#### MATERIAL TO PROCESS ####

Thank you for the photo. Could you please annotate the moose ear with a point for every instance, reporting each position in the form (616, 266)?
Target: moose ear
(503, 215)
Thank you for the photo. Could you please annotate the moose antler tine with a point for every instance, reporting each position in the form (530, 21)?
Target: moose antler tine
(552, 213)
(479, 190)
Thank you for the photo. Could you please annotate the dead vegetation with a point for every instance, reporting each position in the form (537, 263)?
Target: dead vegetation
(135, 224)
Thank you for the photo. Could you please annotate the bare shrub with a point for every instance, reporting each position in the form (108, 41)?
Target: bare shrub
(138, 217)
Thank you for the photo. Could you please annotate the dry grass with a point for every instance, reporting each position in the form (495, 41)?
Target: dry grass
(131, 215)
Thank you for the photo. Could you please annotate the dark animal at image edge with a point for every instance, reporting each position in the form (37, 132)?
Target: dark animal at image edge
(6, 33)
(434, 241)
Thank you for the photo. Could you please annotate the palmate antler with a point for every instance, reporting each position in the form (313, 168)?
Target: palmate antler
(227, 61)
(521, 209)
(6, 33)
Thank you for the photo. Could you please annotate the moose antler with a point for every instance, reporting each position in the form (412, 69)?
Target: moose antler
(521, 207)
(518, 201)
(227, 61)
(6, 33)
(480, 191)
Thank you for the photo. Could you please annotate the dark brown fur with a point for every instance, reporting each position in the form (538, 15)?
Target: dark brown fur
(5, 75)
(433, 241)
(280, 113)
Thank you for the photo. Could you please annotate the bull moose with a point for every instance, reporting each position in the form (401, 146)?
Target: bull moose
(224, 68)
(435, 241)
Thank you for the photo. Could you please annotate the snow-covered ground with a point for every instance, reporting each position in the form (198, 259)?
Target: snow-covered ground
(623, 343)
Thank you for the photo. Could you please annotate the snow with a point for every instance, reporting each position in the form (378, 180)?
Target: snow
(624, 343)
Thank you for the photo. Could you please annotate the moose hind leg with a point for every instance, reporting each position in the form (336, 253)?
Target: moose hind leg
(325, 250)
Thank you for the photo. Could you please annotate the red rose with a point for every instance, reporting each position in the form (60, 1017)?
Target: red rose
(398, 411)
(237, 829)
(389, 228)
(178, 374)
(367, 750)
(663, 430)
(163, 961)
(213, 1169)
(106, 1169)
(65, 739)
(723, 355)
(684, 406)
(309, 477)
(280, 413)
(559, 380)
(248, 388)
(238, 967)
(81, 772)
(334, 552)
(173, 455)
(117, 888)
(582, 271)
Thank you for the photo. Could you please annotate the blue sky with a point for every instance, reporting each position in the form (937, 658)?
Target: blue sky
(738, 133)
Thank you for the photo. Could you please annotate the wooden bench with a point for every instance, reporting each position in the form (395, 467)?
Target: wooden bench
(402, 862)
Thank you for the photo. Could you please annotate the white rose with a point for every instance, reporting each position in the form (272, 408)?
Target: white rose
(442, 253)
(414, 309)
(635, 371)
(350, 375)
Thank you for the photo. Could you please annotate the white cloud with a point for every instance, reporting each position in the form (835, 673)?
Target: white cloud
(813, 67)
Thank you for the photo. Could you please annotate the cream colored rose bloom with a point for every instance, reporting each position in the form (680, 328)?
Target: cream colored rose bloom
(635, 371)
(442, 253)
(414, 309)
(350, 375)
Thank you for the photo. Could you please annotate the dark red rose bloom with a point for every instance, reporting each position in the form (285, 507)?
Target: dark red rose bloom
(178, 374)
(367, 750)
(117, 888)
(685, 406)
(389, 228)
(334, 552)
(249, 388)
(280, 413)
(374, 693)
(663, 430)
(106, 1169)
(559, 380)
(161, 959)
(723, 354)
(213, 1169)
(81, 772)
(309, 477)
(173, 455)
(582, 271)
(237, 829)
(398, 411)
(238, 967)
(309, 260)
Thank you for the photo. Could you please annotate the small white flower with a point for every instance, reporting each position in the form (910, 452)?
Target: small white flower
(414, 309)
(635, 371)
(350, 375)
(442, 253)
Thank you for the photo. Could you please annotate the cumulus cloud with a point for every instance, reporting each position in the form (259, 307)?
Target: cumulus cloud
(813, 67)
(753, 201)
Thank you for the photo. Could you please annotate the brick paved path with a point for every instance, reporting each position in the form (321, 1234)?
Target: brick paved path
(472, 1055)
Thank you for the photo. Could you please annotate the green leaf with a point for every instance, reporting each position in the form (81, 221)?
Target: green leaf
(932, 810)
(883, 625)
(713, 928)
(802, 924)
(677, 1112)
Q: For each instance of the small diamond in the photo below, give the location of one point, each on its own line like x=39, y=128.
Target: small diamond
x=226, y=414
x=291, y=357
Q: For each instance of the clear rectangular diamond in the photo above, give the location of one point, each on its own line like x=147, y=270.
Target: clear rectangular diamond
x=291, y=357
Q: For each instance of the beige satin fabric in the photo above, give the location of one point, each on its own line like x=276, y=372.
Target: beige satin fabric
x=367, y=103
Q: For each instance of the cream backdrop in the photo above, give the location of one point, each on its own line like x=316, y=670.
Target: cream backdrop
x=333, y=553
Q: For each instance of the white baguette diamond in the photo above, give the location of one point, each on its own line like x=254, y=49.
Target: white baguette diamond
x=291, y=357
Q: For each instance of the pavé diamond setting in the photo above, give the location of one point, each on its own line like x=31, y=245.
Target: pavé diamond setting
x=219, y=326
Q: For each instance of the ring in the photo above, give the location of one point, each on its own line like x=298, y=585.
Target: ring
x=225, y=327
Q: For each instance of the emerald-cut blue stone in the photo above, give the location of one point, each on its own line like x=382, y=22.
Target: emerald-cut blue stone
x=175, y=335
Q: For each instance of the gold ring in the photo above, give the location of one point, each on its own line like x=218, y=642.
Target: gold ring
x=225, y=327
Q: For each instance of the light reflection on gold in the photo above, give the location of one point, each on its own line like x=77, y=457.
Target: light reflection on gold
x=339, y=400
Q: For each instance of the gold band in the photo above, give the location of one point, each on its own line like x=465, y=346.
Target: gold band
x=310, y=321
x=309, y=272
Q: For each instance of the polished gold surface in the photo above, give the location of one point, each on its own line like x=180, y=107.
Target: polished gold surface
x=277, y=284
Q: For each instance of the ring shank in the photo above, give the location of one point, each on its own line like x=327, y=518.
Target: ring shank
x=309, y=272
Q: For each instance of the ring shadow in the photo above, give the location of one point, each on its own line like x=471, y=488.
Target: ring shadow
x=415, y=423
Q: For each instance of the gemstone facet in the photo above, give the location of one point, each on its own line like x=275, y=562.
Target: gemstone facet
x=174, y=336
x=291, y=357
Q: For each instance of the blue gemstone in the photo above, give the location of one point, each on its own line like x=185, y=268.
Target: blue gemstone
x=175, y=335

####

Output, exactly and in full, the lines from the start of the entries above through the line that contains "Thank you for the photo. Could you please annotate the dead".

Thank you for the photo. Could you please annotate the moose ear with a point for every instance, reporting each position in the form (616, 266)?
Target: moose ear
(503, 215)
Thank you for the photo. Could you please annotate the moose antler tine with a point for every instance, reporting each position in the form (530, 21)?
Target: moose antler tine
(552, 213)
(479, 190)
Thank you for the photo. Could you please annotate the dead vegetation with a point for every instance, reporting each position in the form (537, 263)?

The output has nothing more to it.